Please output every line of the material as it stands, without the pictures.

# Provided entries:
• • • • • • •

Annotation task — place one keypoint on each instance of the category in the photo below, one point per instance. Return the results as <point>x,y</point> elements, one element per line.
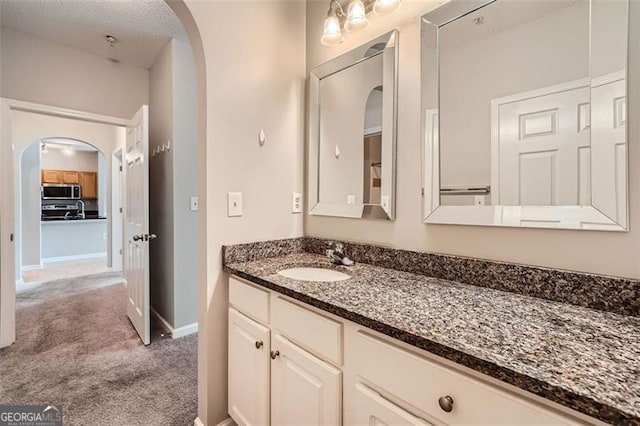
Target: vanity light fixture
<point>356,17</point>
<point>354,20</point>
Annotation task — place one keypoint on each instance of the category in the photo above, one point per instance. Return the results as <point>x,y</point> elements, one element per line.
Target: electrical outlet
<point>234,204</point>
<point>296,202</point>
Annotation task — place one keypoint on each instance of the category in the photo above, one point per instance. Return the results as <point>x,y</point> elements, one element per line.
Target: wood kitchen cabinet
<point>89,184</point>
<point>88,181</point>
<point>51,176</point>
<point>70,177</point>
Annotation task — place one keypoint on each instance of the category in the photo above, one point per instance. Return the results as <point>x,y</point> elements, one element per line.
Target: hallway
<point>76,347</point>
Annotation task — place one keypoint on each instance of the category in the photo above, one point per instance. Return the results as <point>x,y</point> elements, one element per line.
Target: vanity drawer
<point>314,332</point>
<point>249,300</point>
<point>422,383</point>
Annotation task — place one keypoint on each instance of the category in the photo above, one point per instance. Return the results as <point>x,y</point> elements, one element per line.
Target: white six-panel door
<point>544,150</point>
<point>136,247</point>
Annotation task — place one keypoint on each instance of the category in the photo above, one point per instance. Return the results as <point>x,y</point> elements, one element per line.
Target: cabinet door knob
<point>446,403</point>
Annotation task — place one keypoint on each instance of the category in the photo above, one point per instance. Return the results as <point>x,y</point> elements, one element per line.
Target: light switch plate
<point>384,202</point>
<point>296,202</point>
<point>234,204</point>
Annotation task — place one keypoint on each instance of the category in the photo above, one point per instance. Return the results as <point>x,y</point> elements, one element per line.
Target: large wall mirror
<point>524,112</point>
<point>352,132</point>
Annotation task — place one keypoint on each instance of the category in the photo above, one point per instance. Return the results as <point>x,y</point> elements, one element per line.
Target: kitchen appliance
<point>57,191</point>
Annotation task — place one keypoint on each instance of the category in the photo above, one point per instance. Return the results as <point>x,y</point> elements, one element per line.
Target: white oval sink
<point>314,274</point>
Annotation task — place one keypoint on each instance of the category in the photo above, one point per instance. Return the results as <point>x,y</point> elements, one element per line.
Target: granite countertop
<point>584,359</point>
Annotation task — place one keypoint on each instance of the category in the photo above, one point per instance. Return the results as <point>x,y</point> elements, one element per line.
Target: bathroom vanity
<point>401,348</point>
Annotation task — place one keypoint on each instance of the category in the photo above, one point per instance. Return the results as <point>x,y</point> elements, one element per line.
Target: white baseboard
<point>226,422</point>
<point>74,257</point>
<point>22,286</point>
<point>175,332</point>
<point>185,330</point>
<point>31,267</point>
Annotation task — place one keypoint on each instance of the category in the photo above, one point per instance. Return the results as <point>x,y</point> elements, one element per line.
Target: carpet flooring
<point>75,347</point>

• • • • • • •

# Final result:
Annotation task — place one keypoint on each instance of the category in the photo below, one point per instance. Return the results as <point>x,y</point> elements, one element per line.
Target: vanity light fixture
<point>356,17</point>
<point>354,20</point>
Annotation task — place one keypoint on each instance of the category in the photo above, one point per instance. Return the results as <point>x,y</point> elements, one element per line.
Target: electrical outlet
<point>234,204</point>
<point>296,202</point>
Annotation task — place one keypoint on each instance of the category in the photo above, one point per instance. Return the results as <point>x,y</point> elements, one element per line.
Target: wood kitchen cabinet
<point>89,184</point>
<point>88,181</point>
<point>51,176</point>
<point>70,177</point>
Annotation task — place one keypoint on each instance of the category in the photo above, one point per instance. Return the results as <point>x,y</point> elements, one element per line.
Target: hallway
<point>76,347</point>
Annotation task — place one keypoint on each instance of the category in the photo above, one point per instance. Return the results as <point>x,y</point> elements, one element per line.
Target: vanity drawer
<point>314,332</point>
<point>249,300</point>
<point>422,383</point>
Annotation task — place one keypoint on each instance of the category in the photo above, one point per instance. Return the results as <point>x,y</point> elements, one element per line.
Target: white six-panel door
<point>544,150</point>
<point>136,247</point>
Annotation task — place one keypoint on each instance of the category in the photo above, one point per instance. Return the results as <point>x,y</point> elements, one element per line.
Target: cabinet door knob
<point>446,403</point>
Annotation task — place one keypoint on each instance of the category in the photo above, one point per instance. Return the results as <point>x,y</point> elements, one element per line.
Target: light switch plate
<point>384,202</point>
<point>296,202</point>
<point>234,204</point>
Annotation task — place one keypoint on each instance of the category in the photo above, one point per instance. Return the results as <point>x,y</point> elements, one element per line.
Target: large wall mirror
<point>524,112</point>
<point>352,132</point>
Annotation task — place one keypoint on each instance of the category in the photo above, one point per instance. Return the results as <point>x,y</point> elements, one element per line.
Target: kitchen appliance
<point>57,191</point>
Annotation task — place one keypoint on each instance of the category in the photo above, one point per instance. Return the results as <point>x,y</point> elements, one element per line.
Target: white oval sink
<point>314,274</point>
Annotation task — place one keypoint on each instance of the category in the photo above, one point per instance. Return the results as <point>x,y</point> elements, one element per line.
Target: granite countertop
<point>584,359</point>
Annotation task — place one keypoint on each instance of the category in the photo above, one point per instance. Return the results as <point>x,y</point> elements, one element per line.
Target: bathroom vanity
<point>401,348</point>
Annotation task — place one keypoint on each instance of the category in the photo above, one point per instance. Return the results as <point>x,y</point> elements, one element per line.
Target: white baseboard
<point>226,422</point>
<point>74,257</point>
<point>22,286</point>
<point>175,332</point>
<point>185,330</point>
<point>31,267</point>
Annotation task — place one keypoint on each instance of the category in the photo above, one point per instance. Return the results as <point>x,y</point> elements, one element per line.
Target: carpet flooring
<point>75,347</point>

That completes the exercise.